• _Estratto del testo_
============================================================

Viola d'amore

Viola d'amore
Viola d'amore del 1770
Informazioni generali
InvenzioneXVII secolo
Classificazione321.322-71
Cordofoni composti, con corde parallele alla cassa armonica, ad arco
Uso
Musica barocca
Estensione
Viola d'amore – estensione dello strumento
Genealogia
 Antecedenti
Viola da braccio
Varie viole d'amore, esposte presso il Deutsches Museum. Quella in basso a destra è invece una viola di bordone.

La viola d'amore è uno strumento musicale della famiglia dei cordofoni.

Sono controverse le ricostruzioni circa l'origine di questo nome. Le più probabili, dopo che l'ipotesi di una corruzione dell'espressione "viola de' mori" si è dimostrata priva di fondamento, sono le due tradizionali, che si richiamano alla testa di amorino scolpita nella maggior parte degli esemplari pervenutici, oppure alla dolcezza del suono. Quest'ultima sembra essere la più probabile, se consideriamo l'esistenza di altri strumenti con l'attributo "d'amore", caratterizzati da una particolare morbidezza di suono, che li distingue dallo strumento da cui derivano.

============================================================

• _Istruzioni_
[1] Riporta ogni riga delle voci che contiene la parola "forewing", facendo distinzione tra maiuscole e minuscole.
[2] Prosegui il testo sulla viola d'amore partendo subito dopo la sua ultima frase.

• _Estratti delle voci_
============================================================

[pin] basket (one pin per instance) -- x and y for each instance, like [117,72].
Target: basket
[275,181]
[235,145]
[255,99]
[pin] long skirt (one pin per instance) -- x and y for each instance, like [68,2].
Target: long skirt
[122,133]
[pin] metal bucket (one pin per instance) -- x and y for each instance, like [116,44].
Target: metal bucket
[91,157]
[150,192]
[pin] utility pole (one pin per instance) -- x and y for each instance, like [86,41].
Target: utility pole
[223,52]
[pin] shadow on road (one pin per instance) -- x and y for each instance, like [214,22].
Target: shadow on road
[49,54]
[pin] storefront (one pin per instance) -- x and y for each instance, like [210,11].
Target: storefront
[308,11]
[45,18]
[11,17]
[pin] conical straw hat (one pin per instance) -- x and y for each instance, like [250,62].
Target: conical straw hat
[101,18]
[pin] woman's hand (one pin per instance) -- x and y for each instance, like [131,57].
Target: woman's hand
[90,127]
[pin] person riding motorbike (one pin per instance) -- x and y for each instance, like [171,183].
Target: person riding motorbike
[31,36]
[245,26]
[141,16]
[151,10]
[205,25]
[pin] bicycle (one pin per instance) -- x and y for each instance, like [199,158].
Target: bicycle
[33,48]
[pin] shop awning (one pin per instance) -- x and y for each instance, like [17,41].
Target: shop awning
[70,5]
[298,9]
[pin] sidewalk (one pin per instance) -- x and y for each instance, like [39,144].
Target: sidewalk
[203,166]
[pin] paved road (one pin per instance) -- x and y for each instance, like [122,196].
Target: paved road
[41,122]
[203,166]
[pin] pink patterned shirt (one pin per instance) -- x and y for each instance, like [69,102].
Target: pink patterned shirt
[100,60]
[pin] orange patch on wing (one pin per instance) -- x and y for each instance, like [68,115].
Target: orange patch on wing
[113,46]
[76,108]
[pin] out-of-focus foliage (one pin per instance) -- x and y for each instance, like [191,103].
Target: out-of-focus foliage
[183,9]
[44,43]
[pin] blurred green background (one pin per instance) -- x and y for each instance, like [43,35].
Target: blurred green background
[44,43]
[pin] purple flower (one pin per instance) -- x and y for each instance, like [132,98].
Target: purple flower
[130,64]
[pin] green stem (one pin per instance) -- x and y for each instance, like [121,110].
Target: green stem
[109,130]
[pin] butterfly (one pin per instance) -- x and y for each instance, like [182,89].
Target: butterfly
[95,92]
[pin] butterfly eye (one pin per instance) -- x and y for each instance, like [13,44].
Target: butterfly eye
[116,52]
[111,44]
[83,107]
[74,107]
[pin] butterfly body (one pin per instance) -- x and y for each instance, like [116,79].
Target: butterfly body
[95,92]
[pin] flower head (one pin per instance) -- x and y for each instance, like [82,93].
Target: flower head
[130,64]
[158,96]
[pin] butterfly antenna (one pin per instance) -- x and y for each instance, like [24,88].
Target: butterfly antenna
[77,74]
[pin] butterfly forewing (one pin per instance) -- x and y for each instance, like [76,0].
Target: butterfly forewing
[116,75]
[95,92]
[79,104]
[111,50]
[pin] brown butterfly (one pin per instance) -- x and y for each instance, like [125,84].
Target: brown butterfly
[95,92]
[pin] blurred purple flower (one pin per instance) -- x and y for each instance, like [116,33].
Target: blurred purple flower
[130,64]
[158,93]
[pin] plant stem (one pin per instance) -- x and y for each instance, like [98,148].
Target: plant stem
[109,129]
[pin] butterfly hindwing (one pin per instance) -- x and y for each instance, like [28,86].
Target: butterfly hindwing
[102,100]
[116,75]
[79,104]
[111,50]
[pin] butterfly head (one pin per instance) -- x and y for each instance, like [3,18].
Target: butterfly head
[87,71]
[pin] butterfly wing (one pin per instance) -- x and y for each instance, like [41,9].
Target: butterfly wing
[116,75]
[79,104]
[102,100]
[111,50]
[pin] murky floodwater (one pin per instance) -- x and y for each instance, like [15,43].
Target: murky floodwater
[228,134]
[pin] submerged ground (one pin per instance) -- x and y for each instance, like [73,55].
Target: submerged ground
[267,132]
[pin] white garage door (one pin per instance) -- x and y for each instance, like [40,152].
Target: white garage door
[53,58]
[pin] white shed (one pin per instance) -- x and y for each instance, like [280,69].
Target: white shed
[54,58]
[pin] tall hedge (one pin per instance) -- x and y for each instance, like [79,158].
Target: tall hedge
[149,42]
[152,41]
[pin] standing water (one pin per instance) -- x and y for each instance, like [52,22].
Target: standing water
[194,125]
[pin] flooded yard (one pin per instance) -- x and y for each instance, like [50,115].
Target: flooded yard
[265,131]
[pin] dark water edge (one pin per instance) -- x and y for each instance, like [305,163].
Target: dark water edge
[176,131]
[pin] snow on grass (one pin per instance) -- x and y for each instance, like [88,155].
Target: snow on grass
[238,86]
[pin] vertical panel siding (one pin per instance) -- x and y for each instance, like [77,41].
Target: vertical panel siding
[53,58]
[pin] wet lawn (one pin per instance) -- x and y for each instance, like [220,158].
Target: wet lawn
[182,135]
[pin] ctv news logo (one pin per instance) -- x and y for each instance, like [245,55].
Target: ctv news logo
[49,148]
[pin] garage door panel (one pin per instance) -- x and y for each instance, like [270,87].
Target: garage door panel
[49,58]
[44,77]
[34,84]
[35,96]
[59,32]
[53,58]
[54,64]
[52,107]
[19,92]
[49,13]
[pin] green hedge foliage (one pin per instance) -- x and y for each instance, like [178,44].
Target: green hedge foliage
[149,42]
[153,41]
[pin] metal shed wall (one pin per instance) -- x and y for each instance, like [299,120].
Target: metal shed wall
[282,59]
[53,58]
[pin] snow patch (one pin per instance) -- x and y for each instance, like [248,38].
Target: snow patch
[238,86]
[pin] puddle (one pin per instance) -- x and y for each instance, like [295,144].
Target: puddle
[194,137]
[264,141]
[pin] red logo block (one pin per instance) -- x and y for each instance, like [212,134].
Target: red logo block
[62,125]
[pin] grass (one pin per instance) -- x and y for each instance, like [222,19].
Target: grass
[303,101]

============================================================

• _Risposte_
[1]
[pin] butterfly forewing (one pin per instance) -- x and y for each instance, like [76,0].
Target: butterfly forewing

[2]
Parti[modifica | modifica wikitesto]

Le dimensioni della viola d'amore sono simili a quelle della viola, tuttavia la forma è simile a quella della viola da gamba, con spalle spioventi e fasce relativamente alte. Lo strumento si caratterizza per la presenza, oltre che delle sette corde che vengono sollecitate dall'archetto, di una serie di altre sette corde di risonanza che scorrono sotto quelle principali, attraverso il ponticello, sotto la tastiera, in un passaggio ricavato nello spessore del manico, e sono assicurate, in basso con dei chiodini di avorio posizionati a fianco del bottone, in alto ad un'ulteriore serie di piroli posti su un prolungamento del cavigliere. [1]

Storia[modifica | modifica wikitesto]

La viola d'amore che suonava Van Waefelghem era di Venezia (1720) e contava 7 corde di budello, delle quali 3 filate d'argento, e 7 corde simpatiche. La viola d'amore era conosciuta in Italia già prima del XVII secolo. Fu introdotta in Inghilterra, verso il 1716, da Attilio Ariosti; egli scrisse per questo strumento sei sonate, stampate nel 1728.
Risulta che una viola d’amore Antonio Stradivari sia sopravvissuta, però pesantemente alterata per utilizzarla come violino.[2]È pure sopravvissuto un “corredo per la costruzione della viola d’amore a dodici corde del 1727”, costituito da disegni, modelli in carta e in legno, etc., con annotazioni di pugno dei figli Francesco e Omobono Stradivari.[3]La viola d’amore Lorenzo Storioni, 1786, attualmente conservata nel Musée de la musique di Parigi, sarebbe stata costruita seguendo disegni originali di Stradivari.[4]
Il francese Milandre suonava la viola d'amore a Parigi verso il 1759. Alcuni musicisti cechi o slovacchi esibirono le loro abilità su questo strumento nel corso del XVIII secolo. Giacomo Meyerbeer immaginò, sotto il pretesto di dare all'opera un colore storico, di inserire un preludio e un accompagnamento per viola d'amore ne Gli ugonotti (1836), la cui azione però si svolge nel 1574, epoca nella quale questo strumento era sconosciuto. Lo strumento era suonato, all'orchestra dell'Opéra, da Charles Urhan, che ne fissò l'accordatura oggi comunemente adoperata.

Questo strumento si può trovare al Museo Antonio Stradivari di Cremona, al Musikinstrumenten-Museum di Berlino e in altre collezioni.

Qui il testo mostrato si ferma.